## BEGIN Data for this task

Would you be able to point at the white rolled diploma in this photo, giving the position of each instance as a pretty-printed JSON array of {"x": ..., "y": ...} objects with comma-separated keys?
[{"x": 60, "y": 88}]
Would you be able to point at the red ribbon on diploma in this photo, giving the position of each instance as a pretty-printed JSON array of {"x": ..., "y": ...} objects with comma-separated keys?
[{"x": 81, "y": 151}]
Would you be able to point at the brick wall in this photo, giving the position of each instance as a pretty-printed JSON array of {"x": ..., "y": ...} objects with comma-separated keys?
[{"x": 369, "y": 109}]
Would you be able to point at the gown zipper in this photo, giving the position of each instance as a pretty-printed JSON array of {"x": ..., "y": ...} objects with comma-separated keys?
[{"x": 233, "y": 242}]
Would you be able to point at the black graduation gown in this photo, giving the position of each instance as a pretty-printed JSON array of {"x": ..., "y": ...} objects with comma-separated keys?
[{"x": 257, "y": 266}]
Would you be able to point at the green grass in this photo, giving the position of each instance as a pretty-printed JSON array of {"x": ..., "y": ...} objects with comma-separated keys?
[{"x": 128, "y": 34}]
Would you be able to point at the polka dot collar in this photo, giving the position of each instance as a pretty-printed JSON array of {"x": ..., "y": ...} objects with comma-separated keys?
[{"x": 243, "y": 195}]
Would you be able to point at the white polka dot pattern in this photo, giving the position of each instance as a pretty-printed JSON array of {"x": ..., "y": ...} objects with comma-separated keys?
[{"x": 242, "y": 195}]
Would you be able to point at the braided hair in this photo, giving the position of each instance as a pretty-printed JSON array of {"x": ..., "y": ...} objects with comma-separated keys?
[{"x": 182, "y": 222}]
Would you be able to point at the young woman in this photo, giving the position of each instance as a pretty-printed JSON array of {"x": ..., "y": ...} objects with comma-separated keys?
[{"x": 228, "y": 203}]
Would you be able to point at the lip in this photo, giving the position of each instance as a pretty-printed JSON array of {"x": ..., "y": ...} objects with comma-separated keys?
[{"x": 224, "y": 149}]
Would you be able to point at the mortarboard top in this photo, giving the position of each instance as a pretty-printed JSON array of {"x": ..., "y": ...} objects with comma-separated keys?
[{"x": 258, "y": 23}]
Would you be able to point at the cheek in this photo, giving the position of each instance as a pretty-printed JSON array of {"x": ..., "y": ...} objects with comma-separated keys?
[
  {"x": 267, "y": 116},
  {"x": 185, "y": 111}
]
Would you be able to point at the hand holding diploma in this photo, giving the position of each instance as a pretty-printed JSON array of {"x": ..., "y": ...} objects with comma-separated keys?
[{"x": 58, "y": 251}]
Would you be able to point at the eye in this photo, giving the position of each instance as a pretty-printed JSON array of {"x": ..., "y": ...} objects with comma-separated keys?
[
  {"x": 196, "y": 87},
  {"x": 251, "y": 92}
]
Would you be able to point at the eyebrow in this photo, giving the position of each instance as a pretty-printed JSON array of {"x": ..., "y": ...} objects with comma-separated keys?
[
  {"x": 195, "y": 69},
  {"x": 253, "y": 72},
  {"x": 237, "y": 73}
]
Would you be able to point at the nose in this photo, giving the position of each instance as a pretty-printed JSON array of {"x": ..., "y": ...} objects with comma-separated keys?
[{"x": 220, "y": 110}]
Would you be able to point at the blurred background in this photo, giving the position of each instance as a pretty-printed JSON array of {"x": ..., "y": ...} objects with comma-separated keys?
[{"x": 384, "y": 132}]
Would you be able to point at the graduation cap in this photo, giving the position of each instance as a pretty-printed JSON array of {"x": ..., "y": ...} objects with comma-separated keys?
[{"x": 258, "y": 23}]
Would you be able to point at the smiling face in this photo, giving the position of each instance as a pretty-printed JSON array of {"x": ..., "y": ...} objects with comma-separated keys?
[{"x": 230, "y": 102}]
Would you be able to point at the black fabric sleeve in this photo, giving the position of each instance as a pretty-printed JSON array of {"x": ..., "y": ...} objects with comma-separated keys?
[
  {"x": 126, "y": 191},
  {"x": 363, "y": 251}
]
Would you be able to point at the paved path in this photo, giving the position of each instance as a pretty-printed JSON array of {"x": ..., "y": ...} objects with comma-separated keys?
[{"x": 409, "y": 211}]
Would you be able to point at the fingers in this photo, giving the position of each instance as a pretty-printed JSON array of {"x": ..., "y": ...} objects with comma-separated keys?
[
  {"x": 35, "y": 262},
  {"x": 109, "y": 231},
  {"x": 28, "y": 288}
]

## END Data for this task

Problem statement –
Look above for the line containing "Would you be able to point at the smiling", then transcribe it and all lines after it through the last, exactly and with nothing else.

The response –
Would you be able to point at the smiling face in this photo, giving the position of each instance as a pretty-printed JSON array of {"x": ..., "y": ...} objects with comma-separated keys?
[{"x": 230, "y": 102}]
Would you be able to point at the black fabric sleeve in this photo, giving the position of each instance as a pretty-printed JSON array of {"x": ..., "y": ...} objects with comma-separated keys?
[
  {"x": 126, "y": 191},
  {"x": 363, "y": 251}
]
Would you be able to point at the paved path in this photo, giving the position of each instance as a pretty-printed JSON array of {"x": ..., "y": ...} objects with comma-separated keys?
[{"x": 409, "y": 211}]
Would you be able to point at the fingers in this photo, giving the position of each instance as a pretty-printed JSON array of {"x": ..., "y": ...} objects with comma-separated keys?
[
  {"x": 35, "y": 262},
  {"x": 109, "y": 231},
  {"x": 28, "y": 288}
]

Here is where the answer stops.